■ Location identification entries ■
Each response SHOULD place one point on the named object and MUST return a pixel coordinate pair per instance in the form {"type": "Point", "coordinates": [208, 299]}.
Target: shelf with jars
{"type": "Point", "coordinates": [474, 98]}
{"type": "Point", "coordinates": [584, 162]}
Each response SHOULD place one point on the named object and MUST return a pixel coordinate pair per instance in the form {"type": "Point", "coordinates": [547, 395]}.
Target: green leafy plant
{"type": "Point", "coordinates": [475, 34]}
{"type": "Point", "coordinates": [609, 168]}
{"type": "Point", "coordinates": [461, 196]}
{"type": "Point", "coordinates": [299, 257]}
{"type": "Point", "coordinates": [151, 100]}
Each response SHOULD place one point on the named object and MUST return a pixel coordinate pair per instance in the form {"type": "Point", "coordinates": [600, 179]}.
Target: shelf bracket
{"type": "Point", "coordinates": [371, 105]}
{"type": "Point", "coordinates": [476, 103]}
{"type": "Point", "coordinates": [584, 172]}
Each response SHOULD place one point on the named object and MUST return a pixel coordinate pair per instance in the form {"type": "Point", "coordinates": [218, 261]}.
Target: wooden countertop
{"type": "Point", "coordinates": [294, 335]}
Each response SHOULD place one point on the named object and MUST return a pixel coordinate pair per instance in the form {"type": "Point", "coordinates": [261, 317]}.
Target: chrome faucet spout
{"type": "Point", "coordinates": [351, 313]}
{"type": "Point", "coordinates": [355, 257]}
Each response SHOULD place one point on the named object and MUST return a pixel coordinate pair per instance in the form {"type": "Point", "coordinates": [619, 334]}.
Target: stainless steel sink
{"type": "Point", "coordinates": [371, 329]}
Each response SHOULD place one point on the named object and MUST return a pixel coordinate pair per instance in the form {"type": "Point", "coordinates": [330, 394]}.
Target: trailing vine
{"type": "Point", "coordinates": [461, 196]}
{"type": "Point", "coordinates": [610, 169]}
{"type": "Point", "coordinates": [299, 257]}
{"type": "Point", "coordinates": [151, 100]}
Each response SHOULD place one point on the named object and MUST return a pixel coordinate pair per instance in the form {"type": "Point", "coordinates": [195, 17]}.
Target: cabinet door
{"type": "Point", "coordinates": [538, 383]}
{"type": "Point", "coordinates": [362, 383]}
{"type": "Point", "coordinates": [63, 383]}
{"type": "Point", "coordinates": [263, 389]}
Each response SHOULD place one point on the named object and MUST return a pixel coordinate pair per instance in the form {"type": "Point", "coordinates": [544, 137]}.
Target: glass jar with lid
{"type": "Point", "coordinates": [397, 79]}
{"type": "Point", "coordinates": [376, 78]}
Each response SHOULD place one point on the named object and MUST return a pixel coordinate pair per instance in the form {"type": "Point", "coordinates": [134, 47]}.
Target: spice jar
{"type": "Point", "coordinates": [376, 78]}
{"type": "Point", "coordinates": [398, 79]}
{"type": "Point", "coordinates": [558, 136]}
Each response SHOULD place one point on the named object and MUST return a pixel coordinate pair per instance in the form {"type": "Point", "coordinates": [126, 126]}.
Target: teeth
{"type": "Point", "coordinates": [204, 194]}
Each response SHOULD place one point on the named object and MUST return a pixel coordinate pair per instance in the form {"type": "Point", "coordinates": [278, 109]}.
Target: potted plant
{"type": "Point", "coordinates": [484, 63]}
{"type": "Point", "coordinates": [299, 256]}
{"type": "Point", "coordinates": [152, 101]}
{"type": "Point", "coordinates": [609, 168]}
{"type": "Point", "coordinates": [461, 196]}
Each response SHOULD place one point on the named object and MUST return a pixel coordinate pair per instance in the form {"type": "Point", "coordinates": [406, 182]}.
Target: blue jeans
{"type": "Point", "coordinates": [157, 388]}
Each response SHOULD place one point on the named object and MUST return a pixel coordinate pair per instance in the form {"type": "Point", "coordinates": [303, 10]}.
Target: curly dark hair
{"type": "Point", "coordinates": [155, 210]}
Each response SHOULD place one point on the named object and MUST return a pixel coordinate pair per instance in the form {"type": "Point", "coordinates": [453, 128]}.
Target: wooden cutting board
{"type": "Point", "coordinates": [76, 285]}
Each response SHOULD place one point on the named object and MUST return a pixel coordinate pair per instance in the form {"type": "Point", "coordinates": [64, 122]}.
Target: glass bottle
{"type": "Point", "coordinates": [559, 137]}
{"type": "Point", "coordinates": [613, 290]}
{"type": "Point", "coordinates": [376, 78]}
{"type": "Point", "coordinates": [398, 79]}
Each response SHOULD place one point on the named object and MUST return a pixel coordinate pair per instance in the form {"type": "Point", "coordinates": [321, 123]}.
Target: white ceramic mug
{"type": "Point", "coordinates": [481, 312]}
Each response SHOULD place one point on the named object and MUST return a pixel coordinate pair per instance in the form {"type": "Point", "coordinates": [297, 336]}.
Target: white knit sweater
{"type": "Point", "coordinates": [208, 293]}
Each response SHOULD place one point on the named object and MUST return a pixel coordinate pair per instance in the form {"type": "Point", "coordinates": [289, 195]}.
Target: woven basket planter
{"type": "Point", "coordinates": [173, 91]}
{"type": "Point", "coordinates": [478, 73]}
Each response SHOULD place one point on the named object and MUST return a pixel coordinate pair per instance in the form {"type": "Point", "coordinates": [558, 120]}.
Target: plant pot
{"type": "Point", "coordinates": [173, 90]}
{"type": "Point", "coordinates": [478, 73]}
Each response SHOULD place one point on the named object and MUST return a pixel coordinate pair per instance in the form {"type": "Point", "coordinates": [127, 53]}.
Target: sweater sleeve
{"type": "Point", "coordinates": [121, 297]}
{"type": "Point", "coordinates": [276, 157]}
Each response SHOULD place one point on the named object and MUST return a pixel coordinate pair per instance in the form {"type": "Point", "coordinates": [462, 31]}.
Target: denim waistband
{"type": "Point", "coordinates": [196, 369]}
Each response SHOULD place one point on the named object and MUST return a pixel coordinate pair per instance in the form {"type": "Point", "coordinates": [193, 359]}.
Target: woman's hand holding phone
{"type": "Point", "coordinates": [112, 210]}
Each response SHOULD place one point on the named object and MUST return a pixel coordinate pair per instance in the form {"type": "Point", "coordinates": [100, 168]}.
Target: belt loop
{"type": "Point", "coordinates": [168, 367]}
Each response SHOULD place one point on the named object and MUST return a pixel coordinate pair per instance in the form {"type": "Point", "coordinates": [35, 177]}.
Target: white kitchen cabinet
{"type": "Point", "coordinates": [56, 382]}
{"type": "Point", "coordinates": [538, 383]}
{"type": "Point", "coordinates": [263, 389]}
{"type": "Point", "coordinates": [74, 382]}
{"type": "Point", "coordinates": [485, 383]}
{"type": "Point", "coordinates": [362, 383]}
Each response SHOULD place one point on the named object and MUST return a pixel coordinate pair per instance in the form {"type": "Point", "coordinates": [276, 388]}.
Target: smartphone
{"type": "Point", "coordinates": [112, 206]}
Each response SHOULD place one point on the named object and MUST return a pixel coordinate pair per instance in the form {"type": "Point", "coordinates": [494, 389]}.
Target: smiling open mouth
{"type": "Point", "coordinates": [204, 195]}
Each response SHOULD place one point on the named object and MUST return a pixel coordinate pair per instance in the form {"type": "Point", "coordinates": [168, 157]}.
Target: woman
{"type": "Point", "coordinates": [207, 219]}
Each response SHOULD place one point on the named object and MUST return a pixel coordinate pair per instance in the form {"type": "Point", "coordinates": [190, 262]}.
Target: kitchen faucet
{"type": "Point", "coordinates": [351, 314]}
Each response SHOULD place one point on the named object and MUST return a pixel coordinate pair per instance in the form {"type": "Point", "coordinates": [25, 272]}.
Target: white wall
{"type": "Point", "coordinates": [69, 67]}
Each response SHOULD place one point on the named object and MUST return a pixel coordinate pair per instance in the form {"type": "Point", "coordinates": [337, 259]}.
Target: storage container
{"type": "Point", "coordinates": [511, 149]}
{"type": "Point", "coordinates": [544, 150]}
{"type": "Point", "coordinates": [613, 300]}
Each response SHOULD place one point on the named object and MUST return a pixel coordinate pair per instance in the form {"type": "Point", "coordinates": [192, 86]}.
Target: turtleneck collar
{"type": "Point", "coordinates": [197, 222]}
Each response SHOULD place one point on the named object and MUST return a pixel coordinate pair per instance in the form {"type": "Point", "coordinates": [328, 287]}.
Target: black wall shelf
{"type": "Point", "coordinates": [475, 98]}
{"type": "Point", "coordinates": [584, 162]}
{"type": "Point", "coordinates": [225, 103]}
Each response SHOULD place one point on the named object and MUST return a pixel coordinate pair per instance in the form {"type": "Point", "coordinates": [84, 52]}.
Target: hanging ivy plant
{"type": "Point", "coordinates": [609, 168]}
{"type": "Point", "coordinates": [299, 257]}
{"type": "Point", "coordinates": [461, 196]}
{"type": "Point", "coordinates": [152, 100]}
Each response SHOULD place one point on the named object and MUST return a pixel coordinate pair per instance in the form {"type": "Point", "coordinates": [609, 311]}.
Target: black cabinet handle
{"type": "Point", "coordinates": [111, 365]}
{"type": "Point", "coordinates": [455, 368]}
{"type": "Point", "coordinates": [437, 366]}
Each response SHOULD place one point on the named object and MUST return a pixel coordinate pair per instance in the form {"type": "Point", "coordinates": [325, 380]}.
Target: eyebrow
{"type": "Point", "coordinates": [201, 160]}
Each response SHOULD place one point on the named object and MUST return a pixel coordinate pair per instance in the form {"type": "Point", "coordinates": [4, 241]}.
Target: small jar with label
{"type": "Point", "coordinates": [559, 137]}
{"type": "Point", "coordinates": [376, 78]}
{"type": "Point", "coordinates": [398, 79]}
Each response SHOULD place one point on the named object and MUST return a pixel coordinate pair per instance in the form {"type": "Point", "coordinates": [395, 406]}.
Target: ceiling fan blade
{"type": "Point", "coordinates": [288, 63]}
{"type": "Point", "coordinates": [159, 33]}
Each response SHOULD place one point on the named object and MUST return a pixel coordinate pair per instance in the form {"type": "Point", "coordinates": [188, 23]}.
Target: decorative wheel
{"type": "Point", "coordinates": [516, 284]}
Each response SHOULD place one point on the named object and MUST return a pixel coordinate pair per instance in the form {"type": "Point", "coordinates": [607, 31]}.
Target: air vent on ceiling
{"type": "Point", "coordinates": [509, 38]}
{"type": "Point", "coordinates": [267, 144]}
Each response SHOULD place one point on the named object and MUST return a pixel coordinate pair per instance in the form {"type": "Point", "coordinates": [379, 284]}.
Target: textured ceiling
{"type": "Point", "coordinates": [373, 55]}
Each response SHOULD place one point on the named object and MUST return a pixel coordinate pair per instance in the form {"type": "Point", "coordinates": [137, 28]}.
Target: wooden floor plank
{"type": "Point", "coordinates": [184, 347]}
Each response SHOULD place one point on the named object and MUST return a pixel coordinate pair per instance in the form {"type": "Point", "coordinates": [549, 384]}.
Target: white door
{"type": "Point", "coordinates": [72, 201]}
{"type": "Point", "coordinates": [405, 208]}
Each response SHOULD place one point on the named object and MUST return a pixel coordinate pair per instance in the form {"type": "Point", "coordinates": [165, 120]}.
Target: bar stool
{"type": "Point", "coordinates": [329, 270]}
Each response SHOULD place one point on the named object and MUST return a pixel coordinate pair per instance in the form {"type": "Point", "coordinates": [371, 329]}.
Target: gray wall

■ WHAT YOU HAVE TO DO ■
Which lines of the listing contain the string "kitchen"? Locate each one and copy it.

■ EXPECTED ANSWER ■
Target: white kitchen cabinet
Target: kitchen faucet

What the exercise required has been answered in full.